Texte fourni »
29, la plus 'laide' route du monde *


* "La plus belle route du monde commence après un virage et une grande descente des collines vers l'océan : dix kilomètres de route qui longent la côte à égale distance entre le rivage et le haut des collines. On roule jusqu'au bout, où la route s'éloigne à nouveau de la côte, et on revient, en regardant défiler les petits champs mélangés aux dunes qui précèdent la mer, puis on s'arrête à proximité d'une butte de terre où nous faisons un pique-nique de mandarines, d'avocats au citron, de concombres, de Vache qui rit et de Danone à la vanille. On regarde surtout vers le bas, vers l'océan, mais la colline à laquelle nous tournons le dos est essentielle, on la ressent comme le contrepoids du paysage auquel nous faisons face. Souvent les routes traversent le paysage en le découpant. Ici, la route tient le paysage, elle est posée sur la ligne merveilleuse où les forces s'équilibrent. Le regard est guidé en pente douce par les lignes de pierres qui bordent les champs tout en longueur, alternant avec les dunes et les bosquets d'arbustes, sur un kilomètre, jusqu'à l'eau bleue."
- Antonin Potoski
in La plus belle route du monde, page 45, Editions P.O.L, Paris, 2000


* Route circulaire du lac de Khor, Saint-Louis-du-Sénégal -

Tous les usagers du monde l'auront vite deviné : Antonin parle, évidemment, de la route marocaine qui relie Essaouira à Agadir, entre Atlas et Atlantique. Il aurait pu tout autant parler des vertigineuses chérifiennes du Tizi n'Test et du Tizi n'Tichka, des petites routes qui serpentent dans les vertes collines du Prérif, celle qui contemple le paysage d'Ito, celle qui sans en avoir l'air monte vers les cédraies et les neiges d'Ifrane, celle qui mène aux abandons sahariens par le ruban palmé de l'oued Draa, et tant d'autres veines bleues du pays magique.

An "african disaster"... *1

Antonin ne parle pas, bien sûr, de notre rocade saint-louisienne sur digue panoramique, et son coulis de goudron épais comme un bulletin de vote. D'un coté, les immondices au milieu desquels émergent des carrés de briques plus ou moins inachevées, de l'autre l'offrande des plastiques aux vents de sable de la saison sèche, aux quelques pluies diluviennes de la mousson qui emportent et tapissent les fonds du marigot qui meurt, asphyxié. Au milieu, un bitume à la gloire de leur Développement, couru par trois dizaines de véhicules par jour, celles des importuns comme eux et nous, les coopératifs du "donner et du recevoir", hi hi.... Des chèvres, des vagabonds, quelques piétons pendus à leur téléphone portable, un improbable cravaté endimanché, quelques hommes en bleu de travail, et plein d''élèves coraniques' en haillons (cf. photo en bas) qui retournent les amas pour quelques vieux métaux dont l'argent de la vente reviendra derechef à leur grand maître. Comme Antonin sans doute, et mon ami Laurent du Sri Lanka, je ne peux m'empêcher de comparer leurs talibés aux moinillons safran de l'Asie.

Énoncé écrit a »
Répondez à ces questions d'après le texte sur la route :
(i) Selon la citation, sur combien de kilomètres la route longe-t-elle la côte ?
(ii) Quelles villes la route marocaine évoquée relie-t-elle ?
(iii) Combien de véhicules par jour parcourent la rocade saint-louisienne ?
Le texte et les lignes sont indépendants l'un de l'autre.

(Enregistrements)

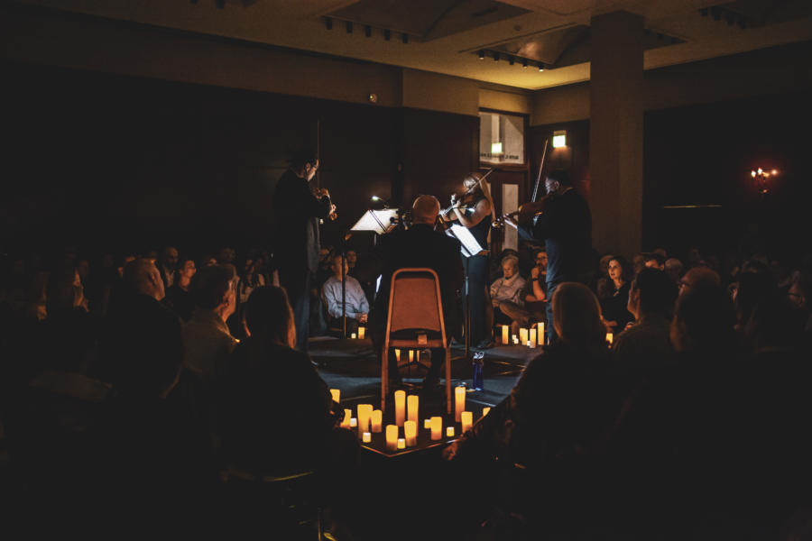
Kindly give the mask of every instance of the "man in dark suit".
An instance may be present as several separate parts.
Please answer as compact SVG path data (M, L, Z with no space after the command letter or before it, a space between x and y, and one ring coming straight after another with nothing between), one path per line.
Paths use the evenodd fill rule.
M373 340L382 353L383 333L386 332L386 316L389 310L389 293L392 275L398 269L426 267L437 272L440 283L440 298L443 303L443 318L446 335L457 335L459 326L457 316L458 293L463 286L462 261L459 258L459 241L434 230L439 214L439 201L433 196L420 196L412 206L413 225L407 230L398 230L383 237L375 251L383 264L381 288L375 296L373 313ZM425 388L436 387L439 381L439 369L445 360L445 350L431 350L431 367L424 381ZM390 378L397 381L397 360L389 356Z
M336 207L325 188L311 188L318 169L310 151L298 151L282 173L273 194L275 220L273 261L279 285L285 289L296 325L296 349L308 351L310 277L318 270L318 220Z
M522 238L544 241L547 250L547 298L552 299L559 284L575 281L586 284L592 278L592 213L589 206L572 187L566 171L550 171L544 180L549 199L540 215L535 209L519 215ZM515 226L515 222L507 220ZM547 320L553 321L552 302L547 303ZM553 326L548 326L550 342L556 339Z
--
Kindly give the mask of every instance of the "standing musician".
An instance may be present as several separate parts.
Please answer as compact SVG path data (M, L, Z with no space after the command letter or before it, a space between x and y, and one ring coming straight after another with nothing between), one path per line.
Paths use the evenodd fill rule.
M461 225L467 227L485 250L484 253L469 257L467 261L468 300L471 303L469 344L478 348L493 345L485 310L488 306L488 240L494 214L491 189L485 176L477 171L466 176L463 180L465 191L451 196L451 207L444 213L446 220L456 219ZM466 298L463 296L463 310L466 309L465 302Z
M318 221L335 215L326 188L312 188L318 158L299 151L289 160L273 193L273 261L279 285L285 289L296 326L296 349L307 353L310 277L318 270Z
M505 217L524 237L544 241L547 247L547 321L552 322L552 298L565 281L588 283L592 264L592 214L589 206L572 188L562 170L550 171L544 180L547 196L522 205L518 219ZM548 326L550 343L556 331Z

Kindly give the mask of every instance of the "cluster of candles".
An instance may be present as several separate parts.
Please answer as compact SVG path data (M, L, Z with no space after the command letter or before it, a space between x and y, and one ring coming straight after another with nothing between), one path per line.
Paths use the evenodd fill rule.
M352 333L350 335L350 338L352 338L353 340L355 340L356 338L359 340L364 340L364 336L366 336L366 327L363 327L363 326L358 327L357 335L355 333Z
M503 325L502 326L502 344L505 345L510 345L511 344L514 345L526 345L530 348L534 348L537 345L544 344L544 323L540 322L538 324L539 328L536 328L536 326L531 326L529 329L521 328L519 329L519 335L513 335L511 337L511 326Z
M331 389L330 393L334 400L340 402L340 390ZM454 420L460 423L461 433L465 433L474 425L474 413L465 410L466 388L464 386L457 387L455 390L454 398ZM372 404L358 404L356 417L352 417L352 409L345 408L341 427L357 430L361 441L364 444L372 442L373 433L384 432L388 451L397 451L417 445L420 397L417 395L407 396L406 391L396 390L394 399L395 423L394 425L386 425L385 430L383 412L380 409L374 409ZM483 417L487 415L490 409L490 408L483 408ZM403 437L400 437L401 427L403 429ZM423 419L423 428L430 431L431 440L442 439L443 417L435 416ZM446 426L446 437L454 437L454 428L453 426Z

Énoncé écrit b » Rassemblez en les recopiant toutes les lignes qui contiennent le mot "give".

Résultat final a »
(i) Sur dix kilomètres.
(ii) Essaouira et Agadir.
(iii) Trois dizaines.

Résultat final b »
Kindly give the mask of every instance of the "man in dark suit".
Kindly give the mask of every instance of the "standing musician".
Kindly give the mask of every instance of the "cluster of candles".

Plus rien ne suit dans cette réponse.